_INPUT RECORDS_.
━━━━━━━━━━

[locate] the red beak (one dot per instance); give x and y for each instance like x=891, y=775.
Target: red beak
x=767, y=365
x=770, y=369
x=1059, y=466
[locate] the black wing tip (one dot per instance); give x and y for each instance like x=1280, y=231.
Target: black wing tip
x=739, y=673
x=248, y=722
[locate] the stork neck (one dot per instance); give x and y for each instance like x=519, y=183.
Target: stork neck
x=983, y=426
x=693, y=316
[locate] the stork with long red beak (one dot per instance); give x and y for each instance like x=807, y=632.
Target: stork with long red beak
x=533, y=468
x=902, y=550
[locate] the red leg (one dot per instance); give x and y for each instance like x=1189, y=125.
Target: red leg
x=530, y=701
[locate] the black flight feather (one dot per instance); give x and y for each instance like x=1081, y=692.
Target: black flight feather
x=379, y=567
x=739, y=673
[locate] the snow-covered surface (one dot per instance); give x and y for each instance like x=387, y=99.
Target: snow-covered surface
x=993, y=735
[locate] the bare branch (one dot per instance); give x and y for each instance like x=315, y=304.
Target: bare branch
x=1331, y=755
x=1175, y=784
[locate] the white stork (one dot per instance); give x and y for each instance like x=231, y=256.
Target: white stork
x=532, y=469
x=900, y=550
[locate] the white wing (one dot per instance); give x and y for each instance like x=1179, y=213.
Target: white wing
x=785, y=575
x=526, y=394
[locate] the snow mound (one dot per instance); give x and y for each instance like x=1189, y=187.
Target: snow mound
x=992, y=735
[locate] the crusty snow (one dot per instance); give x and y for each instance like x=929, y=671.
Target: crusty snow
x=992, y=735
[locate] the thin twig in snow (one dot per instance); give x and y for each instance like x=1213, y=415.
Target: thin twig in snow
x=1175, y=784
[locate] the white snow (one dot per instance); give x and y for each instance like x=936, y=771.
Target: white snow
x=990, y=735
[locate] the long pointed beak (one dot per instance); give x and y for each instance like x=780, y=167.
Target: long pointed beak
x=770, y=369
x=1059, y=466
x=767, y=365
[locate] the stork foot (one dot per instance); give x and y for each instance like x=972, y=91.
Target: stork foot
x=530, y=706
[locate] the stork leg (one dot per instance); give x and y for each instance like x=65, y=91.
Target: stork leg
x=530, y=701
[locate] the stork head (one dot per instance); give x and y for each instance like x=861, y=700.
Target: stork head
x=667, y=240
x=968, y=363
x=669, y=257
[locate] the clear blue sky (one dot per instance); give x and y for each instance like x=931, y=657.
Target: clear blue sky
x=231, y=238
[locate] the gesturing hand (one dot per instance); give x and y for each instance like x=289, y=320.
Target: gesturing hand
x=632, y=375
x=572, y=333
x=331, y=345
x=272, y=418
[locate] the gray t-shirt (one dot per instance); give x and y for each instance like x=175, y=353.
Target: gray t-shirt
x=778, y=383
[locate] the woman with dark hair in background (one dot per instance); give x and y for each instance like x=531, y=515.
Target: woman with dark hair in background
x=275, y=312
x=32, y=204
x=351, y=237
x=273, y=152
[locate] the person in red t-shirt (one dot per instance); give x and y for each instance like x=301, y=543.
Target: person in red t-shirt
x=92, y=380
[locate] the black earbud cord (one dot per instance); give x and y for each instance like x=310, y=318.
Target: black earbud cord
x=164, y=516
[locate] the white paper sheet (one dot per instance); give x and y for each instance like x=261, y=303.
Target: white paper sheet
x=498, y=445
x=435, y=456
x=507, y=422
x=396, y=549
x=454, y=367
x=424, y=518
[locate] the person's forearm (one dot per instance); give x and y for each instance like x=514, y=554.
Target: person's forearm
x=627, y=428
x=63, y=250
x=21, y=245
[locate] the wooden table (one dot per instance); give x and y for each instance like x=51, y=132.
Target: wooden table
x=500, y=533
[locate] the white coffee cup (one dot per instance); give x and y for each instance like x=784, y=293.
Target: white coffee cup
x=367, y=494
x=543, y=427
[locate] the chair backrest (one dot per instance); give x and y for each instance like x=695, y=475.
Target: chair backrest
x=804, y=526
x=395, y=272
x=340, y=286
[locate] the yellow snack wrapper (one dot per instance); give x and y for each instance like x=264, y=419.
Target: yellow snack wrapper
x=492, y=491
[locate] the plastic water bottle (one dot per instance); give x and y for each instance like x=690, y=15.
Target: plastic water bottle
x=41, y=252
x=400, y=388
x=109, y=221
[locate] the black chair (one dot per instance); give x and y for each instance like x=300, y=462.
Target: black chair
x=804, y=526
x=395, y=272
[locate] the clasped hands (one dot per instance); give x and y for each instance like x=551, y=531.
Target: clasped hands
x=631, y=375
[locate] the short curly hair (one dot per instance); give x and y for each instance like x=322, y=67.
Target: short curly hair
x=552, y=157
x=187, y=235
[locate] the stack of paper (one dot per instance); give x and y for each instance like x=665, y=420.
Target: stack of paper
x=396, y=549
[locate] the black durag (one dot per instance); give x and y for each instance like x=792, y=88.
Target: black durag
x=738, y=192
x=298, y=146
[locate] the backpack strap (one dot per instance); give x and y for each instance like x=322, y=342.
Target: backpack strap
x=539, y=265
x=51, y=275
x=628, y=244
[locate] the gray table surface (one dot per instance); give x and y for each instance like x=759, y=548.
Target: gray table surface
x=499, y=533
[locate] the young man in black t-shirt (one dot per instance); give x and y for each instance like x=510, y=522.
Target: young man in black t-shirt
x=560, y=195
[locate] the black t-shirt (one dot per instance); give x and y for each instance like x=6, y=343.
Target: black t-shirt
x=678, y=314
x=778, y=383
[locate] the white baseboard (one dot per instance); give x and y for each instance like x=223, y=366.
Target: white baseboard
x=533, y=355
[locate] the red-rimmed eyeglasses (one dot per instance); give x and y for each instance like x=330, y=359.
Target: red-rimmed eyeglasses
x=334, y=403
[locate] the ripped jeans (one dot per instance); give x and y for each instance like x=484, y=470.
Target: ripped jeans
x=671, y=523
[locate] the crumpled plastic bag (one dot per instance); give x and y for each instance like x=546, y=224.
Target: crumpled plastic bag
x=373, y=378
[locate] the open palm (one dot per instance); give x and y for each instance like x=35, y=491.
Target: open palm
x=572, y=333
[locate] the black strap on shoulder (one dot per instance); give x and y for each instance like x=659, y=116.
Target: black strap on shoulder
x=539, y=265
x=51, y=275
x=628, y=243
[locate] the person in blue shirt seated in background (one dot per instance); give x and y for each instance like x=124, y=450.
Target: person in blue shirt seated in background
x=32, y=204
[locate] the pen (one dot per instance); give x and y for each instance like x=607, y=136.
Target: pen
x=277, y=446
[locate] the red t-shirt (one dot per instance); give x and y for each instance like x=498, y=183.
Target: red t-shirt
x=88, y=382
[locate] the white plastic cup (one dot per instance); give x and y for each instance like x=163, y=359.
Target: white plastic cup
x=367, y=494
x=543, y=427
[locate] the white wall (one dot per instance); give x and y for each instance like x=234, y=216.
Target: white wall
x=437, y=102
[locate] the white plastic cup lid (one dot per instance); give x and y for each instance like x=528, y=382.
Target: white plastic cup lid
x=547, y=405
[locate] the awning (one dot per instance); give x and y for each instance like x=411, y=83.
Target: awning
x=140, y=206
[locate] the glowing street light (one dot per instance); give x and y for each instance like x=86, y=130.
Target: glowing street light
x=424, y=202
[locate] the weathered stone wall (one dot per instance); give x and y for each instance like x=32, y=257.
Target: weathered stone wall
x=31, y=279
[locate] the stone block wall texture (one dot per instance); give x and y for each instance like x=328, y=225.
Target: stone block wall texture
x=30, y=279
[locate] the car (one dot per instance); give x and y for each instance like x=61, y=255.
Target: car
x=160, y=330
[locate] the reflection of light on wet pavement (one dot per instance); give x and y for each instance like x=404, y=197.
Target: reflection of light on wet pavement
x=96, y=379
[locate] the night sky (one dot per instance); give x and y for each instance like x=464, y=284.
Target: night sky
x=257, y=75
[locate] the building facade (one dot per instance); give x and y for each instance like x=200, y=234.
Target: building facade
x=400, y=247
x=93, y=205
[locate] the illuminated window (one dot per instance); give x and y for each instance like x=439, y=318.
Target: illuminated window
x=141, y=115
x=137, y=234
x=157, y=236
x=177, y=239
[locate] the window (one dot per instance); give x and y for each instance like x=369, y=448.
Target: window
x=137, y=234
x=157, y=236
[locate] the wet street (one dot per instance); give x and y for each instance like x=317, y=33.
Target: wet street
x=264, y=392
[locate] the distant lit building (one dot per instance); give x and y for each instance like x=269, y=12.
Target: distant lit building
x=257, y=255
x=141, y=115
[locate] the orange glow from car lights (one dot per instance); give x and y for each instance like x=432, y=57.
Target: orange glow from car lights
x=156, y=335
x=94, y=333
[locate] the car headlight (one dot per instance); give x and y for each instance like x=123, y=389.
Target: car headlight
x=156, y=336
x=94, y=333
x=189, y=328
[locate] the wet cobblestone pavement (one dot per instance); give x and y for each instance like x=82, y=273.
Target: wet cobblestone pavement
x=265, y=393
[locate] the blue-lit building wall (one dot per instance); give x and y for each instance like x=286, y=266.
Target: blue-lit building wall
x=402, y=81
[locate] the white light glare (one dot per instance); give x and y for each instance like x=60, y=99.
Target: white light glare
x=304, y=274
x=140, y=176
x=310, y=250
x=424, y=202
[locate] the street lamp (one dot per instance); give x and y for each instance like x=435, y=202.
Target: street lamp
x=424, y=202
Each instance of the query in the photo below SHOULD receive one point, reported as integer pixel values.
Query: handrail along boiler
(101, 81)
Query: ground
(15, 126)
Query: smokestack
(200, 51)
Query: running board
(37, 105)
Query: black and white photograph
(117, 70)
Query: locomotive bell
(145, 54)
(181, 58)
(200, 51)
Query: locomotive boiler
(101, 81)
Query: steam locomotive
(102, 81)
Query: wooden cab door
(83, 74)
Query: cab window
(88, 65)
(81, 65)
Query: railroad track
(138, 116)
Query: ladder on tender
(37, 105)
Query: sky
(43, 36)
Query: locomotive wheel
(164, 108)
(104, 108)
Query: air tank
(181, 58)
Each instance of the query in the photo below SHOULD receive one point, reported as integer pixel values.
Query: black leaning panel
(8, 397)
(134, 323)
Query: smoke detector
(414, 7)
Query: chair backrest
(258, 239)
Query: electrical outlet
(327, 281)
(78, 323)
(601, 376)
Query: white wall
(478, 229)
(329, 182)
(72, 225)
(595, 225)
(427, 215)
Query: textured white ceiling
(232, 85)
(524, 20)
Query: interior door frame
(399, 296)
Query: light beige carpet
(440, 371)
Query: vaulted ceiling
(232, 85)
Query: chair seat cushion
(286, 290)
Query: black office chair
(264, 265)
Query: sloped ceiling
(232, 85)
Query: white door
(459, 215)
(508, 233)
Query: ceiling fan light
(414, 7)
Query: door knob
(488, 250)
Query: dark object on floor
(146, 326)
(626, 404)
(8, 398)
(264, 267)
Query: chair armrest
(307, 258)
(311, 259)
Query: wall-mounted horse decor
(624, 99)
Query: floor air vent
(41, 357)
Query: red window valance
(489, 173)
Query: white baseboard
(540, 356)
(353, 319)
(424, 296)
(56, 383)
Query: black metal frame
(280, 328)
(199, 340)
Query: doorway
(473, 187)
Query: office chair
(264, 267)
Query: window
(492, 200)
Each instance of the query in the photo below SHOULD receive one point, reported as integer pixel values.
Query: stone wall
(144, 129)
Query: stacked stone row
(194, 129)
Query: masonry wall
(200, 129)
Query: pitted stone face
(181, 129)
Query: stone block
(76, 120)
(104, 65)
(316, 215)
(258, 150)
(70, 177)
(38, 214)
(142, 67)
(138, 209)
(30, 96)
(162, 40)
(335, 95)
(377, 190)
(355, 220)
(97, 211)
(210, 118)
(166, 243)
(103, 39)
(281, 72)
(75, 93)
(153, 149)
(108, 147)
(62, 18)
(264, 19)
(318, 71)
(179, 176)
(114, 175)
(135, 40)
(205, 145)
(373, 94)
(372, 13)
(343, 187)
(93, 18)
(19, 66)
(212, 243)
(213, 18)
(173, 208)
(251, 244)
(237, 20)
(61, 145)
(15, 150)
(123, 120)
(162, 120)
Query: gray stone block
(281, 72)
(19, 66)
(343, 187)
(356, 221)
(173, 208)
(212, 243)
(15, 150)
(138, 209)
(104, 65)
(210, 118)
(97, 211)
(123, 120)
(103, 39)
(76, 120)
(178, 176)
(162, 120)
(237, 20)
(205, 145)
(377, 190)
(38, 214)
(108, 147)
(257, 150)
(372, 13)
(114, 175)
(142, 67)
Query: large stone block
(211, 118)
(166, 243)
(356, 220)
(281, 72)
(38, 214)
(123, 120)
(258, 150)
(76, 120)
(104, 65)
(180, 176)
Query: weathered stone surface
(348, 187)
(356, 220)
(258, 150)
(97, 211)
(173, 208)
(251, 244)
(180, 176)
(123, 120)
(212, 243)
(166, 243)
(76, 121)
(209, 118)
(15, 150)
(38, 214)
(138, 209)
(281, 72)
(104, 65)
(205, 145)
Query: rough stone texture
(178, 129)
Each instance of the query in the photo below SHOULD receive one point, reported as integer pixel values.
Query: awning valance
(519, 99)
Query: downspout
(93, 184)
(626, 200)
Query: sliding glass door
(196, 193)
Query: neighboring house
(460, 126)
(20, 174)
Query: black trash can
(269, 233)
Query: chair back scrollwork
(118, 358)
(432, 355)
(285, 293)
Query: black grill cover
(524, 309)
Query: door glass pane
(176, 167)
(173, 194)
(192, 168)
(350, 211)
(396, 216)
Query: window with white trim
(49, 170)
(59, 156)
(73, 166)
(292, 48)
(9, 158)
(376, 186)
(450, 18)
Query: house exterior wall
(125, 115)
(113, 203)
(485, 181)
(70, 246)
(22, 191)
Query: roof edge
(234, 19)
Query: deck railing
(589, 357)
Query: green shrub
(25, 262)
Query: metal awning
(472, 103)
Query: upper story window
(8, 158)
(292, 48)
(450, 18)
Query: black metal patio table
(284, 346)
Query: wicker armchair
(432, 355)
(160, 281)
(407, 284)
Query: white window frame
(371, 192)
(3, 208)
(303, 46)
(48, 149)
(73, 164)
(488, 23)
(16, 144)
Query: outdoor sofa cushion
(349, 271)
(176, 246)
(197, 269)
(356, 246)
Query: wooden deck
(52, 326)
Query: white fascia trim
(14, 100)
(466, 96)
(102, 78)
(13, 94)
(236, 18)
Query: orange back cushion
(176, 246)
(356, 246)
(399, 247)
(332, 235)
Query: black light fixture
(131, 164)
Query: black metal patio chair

━━━━━━━━━━

_WORK INSTRUCTION_.
When you reach the line in the material above that holds "[locate] the white plastic cup lid", begin reproducing lines exactly, and stop after the line that holds "[locate] the stone".

_REPLY TO THE TASK_.
[locate] the white plastic cup lid (one dot per instance); give x and y for each instance like x=528, y=382.
Target: white plastic cup lid
x=547, y=405
[locate] the awning (one dot per instance); give x and y for each instance like x=411, y=83.
Target: awning
x=140, y=206
[locate] the glowing street light (one dot per instance); give x and y for each instance like x=86, y=130.
Target: glowing street light
x=424, y=202
[locate] the weathered stone wall (one dot per instance); give x and y for each instance like x=32, y=257.
Target: weathered stone wall
x=31, y=279
[locate] the stone block wall texture (one dot per instance); give x and y for each instance like x=328, y=225.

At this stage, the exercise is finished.